§ EXERCISE GOAL: As you look over the data below, please find each line where the word "striped" appears, then copy it.

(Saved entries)
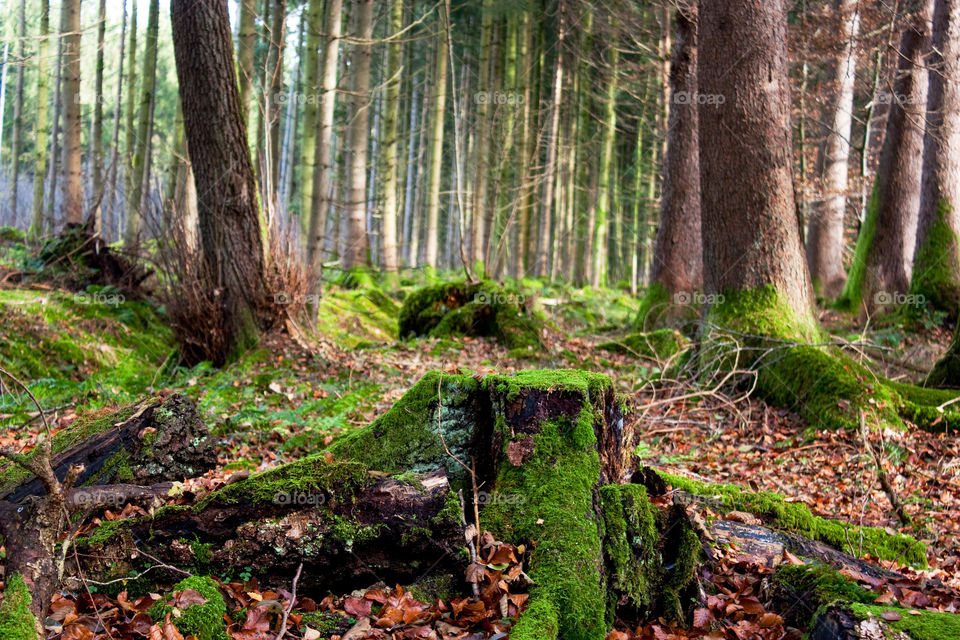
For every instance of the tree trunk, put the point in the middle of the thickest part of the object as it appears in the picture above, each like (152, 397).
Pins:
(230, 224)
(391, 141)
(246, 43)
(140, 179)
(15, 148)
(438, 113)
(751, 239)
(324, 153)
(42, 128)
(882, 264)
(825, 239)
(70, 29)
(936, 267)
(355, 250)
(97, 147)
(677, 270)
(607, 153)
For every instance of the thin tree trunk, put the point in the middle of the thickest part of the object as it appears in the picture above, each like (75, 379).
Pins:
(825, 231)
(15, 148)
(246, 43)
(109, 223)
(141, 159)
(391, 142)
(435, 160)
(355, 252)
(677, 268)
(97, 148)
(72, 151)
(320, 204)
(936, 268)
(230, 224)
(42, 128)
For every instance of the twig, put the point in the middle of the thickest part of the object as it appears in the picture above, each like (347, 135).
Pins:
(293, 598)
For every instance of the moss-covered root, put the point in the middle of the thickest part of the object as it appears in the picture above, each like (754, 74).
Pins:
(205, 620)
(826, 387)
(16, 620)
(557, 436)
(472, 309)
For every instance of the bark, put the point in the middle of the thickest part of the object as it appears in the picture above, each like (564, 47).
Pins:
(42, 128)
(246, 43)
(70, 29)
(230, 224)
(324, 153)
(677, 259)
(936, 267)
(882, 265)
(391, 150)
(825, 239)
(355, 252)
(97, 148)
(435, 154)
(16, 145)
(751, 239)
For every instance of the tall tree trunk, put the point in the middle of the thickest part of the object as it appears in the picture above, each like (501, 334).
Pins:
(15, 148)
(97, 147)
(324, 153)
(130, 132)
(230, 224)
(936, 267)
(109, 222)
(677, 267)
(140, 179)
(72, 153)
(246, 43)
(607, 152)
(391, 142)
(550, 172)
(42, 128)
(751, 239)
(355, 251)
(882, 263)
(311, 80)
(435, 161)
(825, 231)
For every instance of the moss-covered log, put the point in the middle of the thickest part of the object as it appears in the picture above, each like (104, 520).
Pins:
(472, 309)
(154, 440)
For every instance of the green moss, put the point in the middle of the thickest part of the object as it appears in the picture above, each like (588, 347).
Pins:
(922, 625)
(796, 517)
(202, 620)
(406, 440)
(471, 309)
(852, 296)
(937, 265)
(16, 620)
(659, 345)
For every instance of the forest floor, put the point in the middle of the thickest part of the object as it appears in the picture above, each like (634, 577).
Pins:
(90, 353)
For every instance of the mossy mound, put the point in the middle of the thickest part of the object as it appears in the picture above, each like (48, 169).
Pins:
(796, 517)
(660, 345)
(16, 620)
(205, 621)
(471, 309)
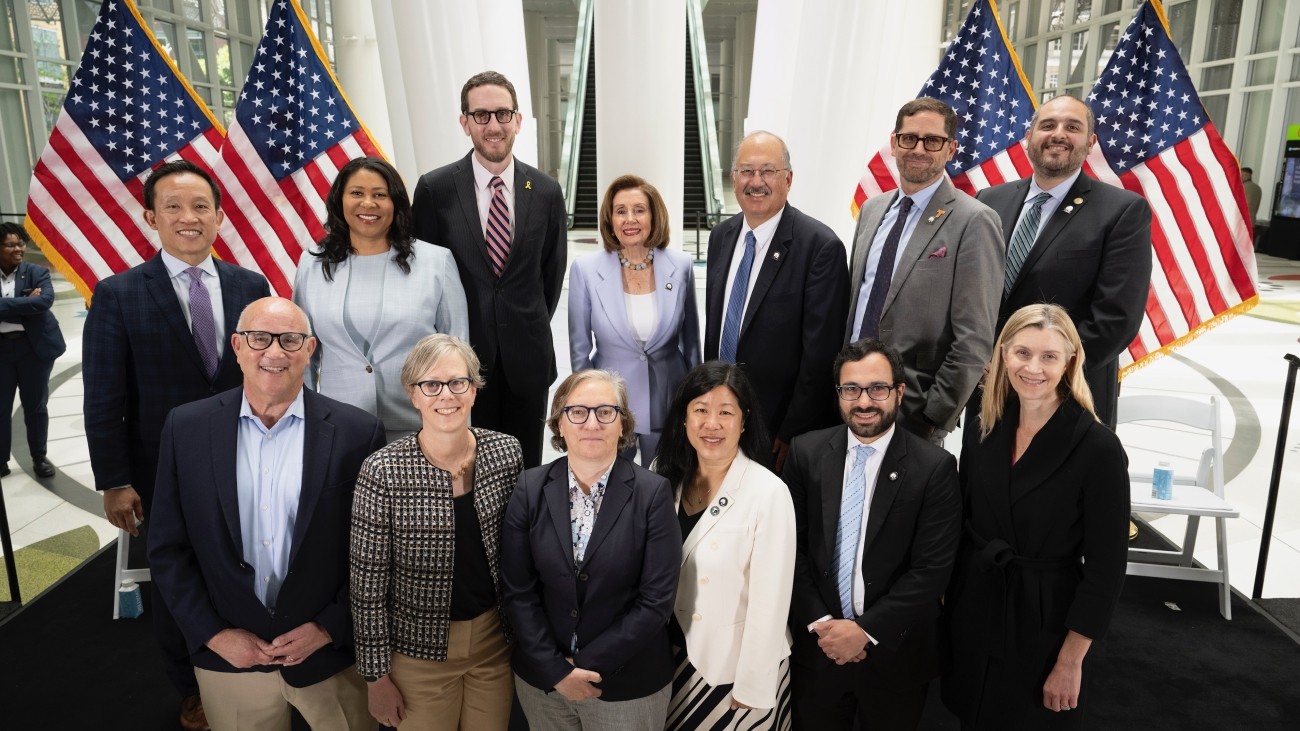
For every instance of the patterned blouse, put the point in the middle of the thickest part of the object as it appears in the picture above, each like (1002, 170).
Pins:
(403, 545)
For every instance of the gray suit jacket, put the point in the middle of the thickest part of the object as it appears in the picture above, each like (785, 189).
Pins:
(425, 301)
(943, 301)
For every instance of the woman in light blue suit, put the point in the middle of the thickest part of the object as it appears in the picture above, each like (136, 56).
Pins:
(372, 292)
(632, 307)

...

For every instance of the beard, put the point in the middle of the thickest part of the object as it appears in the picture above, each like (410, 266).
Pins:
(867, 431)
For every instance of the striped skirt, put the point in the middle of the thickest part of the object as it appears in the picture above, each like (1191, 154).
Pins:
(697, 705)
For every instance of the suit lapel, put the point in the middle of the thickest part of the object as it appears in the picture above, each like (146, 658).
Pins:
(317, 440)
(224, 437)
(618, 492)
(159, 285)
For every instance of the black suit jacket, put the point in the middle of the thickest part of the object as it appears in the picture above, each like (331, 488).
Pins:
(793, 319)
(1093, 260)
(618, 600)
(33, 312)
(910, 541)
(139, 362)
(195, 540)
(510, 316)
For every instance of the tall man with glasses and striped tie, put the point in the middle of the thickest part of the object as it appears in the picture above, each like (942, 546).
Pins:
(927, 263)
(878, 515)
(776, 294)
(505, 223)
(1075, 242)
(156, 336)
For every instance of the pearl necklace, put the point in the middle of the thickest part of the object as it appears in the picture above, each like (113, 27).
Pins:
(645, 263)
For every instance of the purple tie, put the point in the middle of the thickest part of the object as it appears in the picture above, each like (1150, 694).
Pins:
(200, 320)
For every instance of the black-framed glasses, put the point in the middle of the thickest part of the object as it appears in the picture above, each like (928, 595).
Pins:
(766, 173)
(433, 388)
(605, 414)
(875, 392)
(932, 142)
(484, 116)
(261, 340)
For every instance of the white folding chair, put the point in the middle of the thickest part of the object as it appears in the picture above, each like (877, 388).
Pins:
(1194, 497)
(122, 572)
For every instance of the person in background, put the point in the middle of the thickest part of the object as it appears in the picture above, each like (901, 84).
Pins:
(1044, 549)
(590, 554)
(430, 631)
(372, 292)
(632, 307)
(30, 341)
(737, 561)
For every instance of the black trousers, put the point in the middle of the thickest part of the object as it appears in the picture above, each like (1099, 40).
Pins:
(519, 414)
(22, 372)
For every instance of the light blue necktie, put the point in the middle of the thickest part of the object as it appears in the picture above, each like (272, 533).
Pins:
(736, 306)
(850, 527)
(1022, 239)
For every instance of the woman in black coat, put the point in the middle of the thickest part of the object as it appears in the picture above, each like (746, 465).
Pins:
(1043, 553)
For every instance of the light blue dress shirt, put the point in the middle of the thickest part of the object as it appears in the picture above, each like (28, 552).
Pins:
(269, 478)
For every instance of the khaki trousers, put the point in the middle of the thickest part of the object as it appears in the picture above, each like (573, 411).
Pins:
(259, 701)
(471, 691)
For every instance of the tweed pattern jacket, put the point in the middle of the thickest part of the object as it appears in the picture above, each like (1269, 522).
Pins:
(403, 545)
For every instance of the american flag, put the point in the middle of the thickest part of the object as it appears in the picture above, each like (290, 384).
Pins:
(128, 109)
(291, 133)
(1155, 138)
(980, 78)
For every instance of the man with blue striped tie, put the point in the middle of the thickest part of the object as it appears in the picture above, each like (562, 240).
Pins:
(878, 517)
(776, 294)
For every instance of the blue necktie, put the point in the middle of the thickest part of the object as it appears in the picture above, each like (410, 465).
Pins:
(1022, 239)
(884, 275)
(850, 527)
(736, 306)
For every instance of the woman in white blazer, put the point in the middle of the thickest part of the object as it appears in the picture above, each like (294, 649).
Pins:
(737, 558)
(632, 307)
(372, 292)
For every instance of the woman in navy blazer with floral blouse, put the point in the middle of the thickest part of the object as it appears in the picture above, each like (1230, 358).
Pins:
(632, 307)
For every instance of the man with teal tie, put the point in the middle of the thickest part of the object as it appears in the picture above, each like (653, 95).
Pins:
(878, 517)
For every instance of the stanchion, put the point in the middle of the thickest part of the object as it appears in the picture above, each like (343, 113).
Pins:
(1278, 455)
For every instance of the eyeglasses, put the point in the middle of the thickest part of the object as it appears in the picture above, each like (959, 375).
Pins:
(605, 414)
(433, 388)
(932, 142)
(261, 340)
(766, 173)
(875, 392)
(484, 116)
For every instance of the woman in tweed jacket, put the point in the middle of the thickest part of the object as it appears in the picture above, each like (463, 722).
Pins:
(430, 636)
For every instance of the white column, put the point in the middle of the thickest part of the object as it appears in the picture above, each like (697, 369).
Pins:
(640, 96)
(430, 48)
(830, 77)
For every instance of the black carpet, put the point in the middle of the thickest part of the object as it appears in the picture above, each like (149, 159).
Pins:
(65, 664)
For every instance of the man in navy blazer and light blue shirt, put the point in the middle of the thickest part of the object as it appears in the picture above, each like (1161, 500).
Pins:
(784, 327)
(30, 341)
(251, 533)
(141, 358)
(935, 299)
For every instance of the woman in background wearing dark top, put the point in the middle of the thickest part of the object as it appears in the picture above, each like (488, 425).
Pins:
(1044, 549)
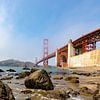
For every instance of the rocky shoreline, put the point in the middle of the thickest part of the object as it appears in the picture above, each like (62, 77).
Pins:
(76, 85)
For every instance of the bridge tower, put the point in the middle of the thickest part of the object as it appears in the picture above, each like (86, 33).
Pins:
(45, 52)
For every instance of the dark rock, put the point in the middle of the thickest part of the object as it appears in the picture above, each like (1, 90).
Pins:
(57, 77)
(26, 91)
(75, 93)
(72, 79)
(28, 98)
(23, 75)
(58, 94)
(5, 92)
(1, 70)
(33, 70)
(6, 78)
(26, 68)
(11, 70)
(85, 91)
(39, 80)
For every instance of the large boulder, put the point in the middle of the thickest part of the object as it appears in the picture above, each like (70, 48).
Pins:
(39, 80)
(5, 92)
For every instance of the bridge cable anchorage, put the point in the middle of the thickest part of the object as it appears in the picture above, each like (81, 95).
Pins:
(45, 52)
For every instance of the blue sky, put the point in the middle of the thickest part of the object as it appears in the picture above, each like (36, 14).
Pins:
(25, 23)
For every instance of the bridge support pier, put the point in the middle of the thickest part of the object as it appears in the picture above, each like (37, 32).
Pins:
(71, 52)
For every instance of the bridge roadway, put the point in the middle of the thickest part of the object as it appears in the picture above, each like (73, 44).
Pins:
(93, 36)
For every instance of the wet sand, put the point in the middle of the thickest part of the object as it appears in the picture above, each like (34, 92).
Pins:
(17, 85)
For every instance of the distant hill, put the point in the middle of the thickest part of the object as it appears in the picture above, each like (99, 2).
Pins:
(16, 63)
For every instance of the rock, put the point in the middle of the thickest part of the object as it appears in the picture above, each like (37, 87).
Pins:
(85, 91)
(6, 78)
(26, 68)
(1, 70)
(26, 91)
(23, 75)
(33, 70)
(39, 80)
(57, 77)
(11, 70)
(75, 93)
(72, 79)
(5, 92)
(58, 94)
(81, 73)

--

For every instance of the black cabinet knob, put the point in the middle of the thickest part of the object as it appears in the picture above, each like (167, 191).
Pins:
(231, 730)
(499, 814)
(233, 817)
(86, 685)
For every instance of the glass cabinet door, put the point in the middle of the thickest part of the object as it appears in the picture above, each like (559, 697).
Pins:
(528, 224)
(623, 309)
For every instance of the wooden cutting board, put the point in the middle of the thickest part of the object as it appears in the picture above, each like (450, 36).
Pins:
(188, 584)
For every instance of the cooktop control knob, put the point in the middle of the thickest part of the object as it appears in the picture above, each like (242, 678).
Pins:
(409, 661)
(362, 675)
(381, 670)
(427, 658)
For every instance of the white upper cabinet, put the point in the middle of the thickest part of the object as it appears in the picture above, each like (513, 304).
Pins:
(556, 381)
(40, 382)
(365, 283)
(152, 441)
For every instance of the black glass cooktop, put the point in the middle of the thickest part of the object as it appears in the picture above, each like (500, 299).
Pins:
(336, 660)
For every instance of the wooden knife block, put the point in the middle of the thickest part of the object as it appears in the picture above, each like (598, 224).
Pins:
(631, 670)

§ TASK SOLUTION:
For every instance of the striped skirt, put the point in the middle of the thickest part of the object as it appears in the picture above, each like (1191, 154).
For every instance of the tall man with glasses and striped tie, put the point in the middle of the thickest part of the object as it appears in the picture above, each like (942, 546).
For every instance of the man with blue striped tie, put the point in the middle of the thickest part of the object as it appears in the picture above, each like (562, 240).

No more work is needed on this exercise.